(Travail à faire):
**A.** D'après l'extrait, entre quelles heures le « night duty » doit-il rester éveillé ?
**B.** Recopiez l'extrait depuis « Cette semaine, le » jusqu'à « de l'association ! ».

(Extrait cité):
┌──

Cette semaine, le journal est en deux parties: suivez les aventures de Niels et Margot sur base, et dans une deuxième partie les retrouvailles des autres membres de l'expédition avec les bénévoles de l'association !


Sur base scientifique (Niels et Margot)


Lundi 7 février


La semaine commence par une savoureuse surprise au petit déjeuner concoctée par Yan, notre voisin de bureau : de délicieuses petites galettes à base de pommes de terre, d’oignons et d’œufs appelées дepyнu (à prononcer « dèrouni »). Une spécialité particulièrement populaire en Ukraine et en Biélorussie. Yan est le « night duty » de la semaine, c’est-à-dire qu’il doit rester éveillé de minuit à 8h du matin et effectuer une ronde toutes les heures pour contrôler les principales installations techniques de la base. Il doit également nettoyer les sanitaires et les couloirs durant la nuit. Le reste de la journée, il est déchargé de toute tâche (mis à part ses protocoles scientifiques) et peut ainsi se reposer.

└──

[Données de pointage par région]
┌──

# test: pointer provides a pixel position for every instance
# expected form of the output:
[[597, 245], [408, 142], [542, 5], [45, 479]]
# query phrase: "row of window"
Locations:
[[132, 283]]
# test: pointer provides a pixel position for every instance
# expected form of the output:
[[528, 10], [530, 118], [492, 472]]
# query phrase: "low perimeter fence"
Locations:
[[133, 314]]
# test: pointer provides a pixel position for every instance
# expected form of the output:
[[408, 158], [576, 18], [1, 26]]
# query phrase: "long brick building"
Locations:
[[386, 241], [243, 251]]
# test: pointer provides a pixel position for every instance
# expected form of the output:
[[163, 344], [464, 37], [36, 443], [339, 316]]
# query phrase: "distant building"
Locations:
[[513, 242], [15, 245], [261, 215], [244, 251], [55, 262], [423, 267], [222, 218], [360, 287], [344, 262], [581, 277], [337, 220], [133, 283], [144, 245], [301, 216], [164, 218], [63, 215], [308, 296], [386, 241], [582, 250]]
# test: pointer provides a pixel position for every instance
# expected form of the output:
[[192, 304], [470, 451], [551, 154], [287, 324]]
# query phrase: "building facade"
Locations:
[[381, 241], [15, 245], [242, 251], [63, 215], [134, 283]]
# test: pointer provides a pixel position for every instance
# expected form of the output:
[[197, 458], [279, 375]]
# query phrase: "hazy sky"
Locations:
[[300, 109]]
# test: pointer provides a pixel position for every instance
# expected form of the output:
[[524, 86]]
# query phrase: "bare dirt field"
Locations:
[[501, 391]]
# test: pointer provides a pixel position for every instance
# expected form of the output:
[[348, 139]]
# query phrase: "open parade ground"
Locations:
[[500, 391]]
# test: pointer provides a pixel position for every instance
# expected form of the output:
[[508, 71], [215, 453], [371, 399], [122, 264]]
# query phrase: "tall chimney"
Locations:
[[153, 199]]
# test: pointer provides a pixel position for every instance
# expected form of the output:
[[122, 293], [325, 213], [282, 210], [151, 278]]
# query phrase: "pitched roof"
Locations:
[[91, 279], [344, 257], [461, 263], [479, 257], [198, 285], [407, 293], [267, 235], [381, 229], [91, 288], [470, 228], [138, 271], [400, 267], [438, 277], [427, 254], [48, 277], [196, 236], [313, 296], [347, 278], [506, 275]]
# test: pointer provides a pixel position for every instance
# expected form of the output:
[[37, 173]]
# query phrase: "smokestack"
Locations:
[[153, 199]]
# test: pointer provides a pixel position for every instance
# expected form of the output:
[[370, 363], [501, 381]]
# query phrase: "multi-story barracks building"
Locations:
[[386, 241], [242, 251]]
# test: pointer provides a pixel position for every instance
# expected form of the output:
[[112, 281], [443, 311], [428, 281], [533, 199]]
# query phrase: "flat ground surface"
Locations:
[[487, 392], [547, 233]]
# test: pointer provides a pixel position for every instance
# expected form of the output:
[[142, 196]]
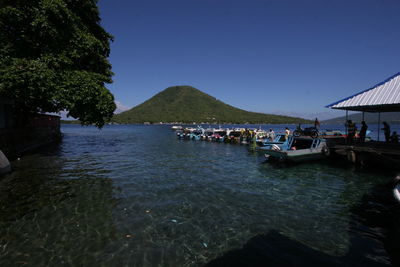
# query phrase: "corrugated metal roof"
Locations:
[[382, 97]]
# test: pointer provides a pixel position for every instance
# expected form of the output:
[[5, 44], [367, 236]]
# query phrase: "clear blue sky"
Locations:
[[278, 56]]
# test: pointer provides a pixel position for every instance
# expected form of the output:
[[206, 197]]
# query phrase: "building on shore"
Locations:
[[383, 97], [37, 131]]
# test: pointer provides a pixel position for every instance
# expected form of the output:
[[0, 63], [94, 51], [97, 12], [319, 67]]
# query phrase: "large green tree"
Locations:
[[54, 57]]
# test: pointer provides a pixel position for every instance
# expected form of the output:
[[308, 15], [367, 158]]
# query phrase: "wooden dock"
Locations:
[[382, 154]]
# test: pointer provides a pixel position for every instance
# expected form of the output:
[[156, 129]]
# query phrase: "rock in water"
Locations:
[[5, 166]]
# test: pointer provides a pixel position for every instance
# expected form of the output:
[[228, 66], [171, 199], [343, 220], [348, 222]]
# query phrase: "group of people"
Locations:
[[352, 129], [271, 134]]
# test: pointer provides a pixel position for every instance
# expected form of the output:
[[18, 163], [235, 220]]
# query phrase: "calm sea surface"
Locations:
[[137, 196]]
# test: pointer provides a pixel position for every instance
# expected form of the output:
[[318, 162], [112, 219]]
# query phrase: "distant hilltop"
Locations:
[[186, 104]]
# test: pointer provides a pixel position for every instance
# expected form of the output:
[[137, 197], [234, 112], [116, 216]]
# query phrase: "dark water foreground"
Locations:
[[137, 196]]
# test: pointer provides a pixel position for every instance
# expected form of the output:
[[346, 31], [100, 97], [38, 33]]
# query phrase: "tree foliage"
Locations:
[[53, 57]]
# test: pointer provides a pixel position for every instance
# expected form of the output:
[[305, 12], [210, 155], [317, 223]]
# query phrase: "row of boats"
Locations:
[[294, 147]]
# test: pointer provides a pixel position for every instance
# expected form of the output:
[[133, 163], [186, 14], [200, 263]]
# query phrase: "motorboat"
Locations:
[[299, 149], [279, 140]]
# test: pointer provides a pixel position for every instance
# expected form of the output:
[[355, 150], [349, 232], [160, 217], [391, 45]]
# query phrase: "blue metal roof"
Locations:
[[384, 96]]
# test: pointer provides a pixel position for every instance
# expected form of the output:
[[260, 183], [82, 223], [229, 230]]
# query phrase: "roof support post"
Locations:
[[379, 123], [347, 132]]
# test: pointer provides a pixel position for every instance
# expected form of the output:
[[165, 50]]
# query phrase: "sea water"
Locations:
[[137, 196]]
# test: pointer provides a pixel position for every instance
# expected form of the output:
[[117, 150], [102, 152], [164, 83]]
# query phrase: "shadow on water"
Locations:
[[46, 220], [377, 215]]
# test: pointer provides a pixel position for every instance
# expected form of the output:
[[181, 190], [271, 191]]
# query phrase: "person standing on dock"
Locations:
[[386, 131], [394, 138], [287, 133], [363, 131], [316, 123], [271, 135], [351, 131]]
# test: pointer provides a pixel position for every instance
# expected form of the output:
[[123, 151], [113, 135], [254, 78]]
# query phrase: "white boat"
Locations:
[[176, 127], [299, 149]]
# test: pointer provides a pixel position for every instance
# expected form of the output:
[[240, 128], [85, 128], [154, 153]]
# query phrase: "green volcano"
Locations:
[[187, 105]]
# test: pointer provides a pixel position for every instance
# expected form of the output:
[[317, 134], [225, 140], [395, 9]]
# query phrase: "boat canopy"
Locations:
[[383, 97]]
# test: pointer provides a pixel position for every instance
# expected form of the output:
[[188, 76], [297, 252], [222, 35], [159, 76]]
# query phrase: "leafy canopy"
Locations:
[[53, 57]]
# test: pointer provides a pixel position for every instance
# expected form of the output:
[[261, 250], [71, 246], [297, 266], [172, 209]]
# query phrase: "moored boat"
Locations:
[[299, 149]]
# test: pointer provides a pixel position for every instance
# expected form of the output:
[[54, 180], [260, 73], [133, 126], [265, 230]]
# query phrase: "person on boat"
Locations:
[[287, 133], [394, 138], [316, 123], [271, 135], [363, 131], [351, 131], [386, 131]]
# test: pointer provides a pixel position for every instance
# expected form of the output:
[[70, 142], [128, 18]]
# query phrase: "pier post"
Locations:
[[5, 166], [379, 123], [351, 156]]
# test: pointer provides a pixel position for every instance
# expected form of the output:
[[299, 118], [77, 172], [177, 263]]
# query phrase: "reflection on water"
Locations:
[[137, 196]]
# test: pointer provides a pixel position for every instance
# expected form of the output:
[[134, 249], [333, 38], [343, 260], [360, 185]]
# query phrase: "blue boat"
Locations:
[[299, 149], [279, 140], [196, 134]]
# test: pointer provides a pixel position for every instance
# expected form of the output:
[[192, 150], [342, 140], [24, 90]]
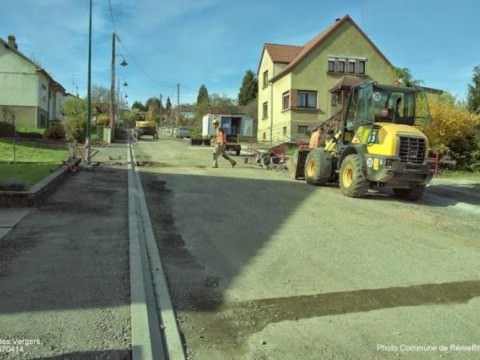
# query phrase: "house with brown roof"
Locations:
[[28, 93], [298, 85]]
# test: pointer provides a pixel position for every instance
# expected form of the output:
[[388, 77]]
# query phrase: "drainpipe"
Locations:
[[271, 112]]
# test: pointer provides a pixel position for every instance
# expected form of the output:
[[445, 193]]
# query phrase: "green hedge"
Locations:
[[6, 129]]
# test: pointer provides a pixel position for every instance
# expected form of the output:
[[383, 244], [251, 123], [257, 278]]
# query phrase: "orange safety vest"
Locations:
[[314, 140], [220, 137]]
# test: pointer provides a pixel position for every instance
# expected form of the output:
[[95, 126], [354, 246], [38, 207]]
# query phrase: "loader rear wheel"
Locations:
[[412, 194], [352, 179], [318, 167]]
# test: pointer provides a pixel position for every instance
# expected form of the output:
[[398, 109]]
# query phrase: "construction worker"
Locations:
[[220, 145]]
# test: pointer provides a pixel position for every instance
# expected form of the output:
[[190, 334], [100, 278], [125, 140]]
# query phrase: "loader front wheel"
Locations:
[[352, 179]]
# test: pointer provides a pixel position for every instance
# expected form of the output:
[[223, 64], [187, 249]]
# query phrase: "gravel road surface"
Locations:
[[64, 278], [263, 267]]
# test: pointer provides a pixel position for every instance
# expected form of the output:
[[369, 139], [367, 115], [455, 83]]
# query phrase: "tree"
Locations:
[[75, 113], [452, 130], [405, 77], [249, 88], [101, 99], [224, 104], [139, 106], [473, 100], [153, 105], [202, 97]]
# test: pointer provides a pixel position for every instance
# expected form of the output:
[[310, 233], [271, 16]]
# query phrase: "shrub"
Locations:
[[56, 131], [29, 135], [6, 129]]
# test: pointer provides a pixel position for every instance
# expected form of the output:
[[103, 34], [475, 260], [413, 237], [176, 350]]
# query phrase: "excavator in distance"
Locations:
[[377, 142]]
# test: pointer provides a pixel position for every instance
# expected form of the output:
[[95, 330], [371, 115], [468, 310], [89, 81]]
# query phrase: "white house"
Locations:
[[28, 94]]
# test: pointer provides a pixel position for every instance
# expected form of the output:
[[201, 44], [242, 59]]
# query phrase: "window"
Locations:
[[265, 78], [307, 99], [43, 92], [351, 67], [286, 100], [361, 67], [331, 65], [302, 129], [265, 110], [346, 65]]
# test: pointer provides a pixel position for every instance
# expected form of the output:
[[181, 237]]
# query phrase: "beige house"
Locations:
[[28, 94], [299, 86]]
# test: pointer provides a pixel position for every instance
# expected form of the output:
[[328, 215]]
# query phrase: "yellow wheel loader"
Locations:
[[376, 143]]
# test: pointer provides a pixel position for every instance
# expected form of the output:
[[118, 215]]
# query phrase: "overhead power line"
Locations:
[[132, 57]]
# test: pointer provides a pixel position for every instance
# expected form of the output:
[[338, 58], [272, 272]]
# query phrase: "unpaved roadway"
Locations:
[[263, 267]]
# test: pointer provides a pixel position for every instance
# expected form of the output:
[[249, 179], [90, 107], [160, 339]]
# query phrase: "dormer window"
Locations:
[[342, 65]]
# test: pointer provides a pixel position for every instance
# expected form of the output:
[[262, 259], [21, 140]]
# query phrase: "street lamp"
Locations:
[[125, 84], [112, 86], [89, 88]]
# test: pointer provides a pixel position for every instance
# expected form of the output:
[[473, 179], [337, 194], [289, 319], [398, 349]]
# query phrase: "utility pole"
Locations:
[[89, 88], [178, 105], [112, 91]]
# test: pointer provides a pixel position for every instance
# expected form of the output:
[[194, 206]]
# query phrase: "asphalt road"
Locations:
[[264, 267]]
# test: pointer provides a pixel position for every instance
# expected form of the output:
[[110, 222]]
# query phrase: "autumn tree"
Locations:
[[139, 106], [75, 115], [405, 77], [473, 101], [452, 130], [153, 106]]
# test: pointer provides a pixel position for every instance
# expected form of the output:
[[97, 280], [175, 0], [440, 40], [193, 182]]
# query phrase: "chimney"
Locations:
[[12, 42]]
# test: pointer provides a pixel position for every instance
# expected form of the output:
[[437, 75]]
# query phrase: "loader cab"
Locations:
[[371, 103]]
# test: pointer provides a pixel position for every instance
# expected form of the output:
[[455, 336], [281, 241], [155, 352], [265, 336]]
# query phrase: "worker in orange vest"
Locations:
[[220, 145], [317, 139]]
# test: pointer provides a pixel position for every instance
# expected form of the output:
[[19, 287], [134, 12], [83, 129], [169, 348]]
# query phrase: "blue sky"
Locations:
[[214, 42]]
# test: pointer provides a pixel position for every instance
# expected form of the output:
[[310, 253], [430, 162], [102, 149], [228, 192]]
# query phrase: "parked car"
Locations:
[[182, 132]]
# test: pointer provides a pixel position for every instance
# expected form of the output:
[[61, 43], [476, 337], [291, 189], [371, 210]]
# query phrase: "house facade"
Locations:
[[296, 83], [28, 94]]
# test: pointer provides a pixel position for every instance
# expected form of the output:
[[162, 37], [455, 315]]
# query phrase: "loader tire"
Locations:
[[412, 194], [318, 167], [352, 179]]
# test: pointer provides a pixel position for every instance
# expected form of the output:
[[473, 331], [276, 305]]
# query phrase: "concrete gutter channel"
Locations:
[[155, 334], [154, 329]]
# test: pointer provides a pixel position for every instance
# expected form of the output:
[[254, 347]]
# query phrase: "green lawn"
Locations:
[[30, 152], [29, 174], [33, 162]]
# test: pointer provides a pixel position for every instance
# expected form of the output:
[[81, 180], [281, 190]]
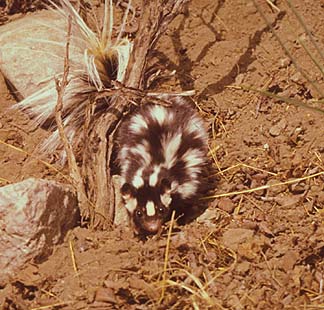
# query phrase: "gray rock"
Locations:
[[35, 215], [32, 50]]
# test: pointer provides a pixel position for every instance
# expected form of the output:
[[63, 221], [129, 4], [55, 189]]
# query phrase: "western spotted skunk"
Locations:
[[162, 154]]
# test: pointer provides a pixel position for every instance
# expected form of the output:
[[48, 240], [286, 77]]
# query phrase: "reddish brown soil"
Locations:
[[258, 250]]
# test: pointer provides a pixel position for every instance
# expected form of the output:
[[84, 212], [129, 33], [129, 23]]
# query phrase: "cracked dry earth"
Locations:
[[261, 249]]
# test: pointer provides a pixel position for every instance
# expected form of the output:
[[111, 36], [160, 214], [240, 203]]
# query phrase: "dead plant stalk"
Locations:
[[60, 88]]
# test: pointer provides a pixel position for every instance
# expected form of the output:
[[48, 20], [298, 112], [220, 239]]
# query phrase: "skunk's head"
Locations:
[[148, 205]]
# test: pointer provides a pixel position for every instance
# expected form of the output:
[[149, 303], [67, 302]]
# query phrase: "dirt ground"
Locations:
[[260, 249]]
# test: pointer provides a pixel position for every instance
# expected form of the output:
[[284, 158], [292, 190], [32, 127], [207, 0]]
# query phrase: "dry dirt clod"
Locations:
[[278, 128]]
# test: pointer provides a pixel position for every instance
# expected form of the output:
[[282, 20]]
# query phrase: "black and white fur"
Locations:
[[162, 152]]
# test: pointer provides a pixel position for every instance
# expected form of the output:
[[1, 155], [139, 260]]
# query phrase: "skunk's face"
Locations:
[[149, 206]]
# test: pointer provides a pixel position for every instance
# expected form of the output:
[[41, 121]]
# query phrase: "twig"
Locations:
[[264, 186], [293, 60], [60, 88], [166, 257]]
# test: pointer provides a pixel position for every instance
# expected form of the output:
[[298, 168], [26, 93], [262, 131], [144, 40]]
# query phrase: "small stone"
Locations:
[[278, 128], [35, 215], [226, 205], [106, 295], [284, 62], [233, 237], [296, 78]]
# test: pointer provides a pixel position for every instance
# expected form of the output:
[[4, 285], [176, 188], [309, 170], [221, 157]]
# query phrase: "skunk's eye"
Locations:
[[138, 213]]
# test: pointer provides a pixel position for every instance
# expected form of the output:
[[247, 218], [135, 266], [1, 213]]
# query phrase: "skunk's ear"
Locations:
[[128, 193], [165, 185], [127, 190]]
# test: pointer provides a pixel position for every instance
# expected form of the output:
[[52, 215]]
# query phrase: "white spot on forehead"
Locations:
[[125, 167], [159, 113], [187, 189], [193, 157], [171, 147], [150, 208], [166, 199], [143, 152], [154, 176], [138, 179], [197, 126], [130, 203], [123, 154], [137, 123]]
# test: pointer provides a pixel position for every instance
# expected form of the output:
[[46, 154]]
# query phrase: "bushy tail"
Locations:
[[100, 59]]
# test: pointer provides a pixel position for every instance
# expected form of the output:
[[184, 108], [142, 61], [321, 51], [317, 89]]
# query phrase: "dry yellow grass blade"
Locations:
[[166, 258], [52, 306], [264, 187], [75, 268], [3, 180], [239, 165]]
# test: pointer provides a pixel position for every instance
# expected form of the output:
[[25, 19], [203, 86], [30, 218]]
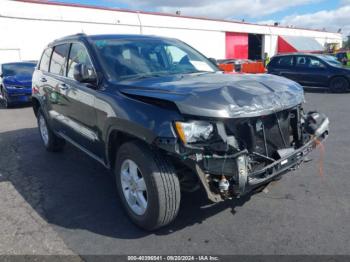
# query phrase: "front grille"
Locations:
[[264, 134]]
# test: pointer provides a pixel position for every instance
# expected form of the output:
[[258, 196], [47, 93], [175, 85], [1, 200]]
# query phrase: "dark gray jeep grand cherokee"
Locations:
[[164, 119]]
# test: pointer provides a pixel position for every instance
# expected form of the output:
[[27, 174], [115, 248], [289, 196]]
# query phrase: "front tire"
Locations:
[[147, 185], [52, 142], [339, 84]]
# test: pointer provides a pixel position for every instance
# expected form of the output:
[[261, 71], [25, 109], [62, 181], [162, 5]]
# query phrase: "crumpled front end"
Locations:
[[244, 153]]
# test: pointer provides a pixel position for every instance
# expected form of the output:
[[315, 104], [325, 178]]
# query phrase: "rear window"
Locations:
[[284, 61], [59, 60], [45, 60]]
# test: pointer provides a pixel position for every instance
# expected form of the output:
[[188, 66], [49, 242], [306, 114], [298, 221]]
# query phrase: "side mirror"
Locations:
[[84, 74], [213, 60]]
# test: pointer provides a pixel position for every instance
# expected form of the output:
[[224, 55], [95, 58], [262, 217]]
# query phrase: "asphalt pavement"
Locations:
[[66, 203]]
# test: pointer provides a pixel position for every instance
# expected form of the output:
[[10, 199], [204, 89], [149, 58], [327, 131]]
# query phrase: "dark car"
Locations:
[[342, 57], [163, 118], [312, 70], [16, 82]]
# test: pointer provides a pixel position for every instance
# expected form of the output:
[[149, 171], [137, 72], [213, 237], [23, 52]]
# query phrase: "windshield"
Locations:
[[331, 60], [124, 59], [18, 69]]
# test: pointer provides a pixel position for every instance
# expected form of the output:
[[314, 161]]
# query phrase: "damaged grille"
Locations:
[[263, 135]]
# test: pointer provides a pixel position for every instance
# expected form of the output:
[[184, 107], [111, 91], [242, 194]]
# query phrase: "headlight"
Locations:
[[194, 131]]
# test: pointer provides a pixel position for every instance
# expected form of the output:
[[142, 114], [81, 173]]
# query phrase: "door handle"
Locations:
[[63, 86]]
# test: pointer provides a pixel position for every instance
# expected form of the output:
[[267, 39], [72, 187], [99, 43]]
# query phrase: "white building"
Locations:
[[27, 26]]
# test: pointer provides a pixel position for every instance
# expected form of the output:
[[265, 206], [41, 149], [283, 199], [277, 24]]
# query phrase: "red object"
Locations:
[[284, 46], [227, 67], [236, 45], [253, 68]]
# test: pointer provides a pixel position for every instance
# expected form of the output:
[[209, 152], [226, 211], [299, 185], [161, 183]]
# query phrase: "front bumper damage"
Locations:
[[249, 181], [229, 175]]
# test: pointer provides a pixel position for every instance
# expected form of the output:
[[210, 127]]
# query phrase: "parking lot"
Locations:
[[66, 203]]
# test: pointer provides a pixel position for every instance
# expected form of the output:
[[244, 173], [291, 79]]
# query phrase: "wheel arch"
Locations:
[[335, 76]]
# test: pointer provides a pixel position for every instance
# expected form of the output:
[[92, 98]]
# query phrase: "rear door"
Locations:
[[311, 71], [283, 66]]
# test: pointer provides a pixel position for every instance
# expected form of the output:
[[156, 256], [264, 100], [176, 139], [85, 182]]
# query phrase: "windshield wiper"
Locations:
[[143, 76]]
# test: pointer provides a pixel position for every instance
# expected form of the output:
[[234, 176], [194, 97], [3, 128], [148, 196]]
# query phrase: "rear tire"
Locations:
[[52, 142], [160, 186], [339, 84]]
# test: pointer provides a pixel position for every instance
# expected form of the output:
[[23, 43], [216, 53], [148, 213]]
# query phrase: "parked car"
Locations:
[[16, 82], [342, 57], [163, 118], [312, 70]]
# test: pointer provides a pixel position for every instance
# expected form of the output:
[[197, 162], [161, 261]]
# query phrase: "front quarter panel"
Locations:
[[142, 120]]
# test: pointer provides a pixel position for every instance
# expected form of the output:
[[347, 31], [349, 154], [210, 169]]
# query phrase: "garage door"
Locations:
[[236, 45]]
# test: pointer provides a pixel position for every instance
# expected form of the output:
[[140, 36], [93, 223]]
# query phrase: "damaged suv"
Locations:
[[164, 119]]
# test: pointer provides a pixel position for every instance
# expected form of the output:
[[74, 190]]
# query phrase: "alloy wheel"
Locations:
[[134, 187]]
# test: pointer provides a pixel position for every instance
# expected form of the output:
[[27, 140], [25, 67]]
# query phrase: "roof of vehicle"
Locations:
[[105, 36], [296, 53]]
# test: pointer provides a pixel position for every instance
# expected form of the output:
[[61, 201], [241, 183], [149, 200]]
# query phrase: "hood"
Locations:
[[18, 80], [220, 95]]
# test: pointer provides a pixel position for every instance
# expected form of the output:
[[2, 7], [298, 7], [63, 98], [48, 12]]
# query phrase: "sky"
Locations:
[[330, 15]]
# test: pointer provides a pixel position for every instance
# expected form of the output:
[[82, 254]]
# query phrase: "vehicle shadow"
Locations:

└──

(Réponses dans l'ordre):
**A.** De minuit à 8h du matin.

**B.**
Cette semaine, le journal est en deux parties: suivez les aventures de Niels et Margot sur base, et dans une deuxième partie les retrouvailles des autres membres de l'expédition avec les bénévoles de l'association !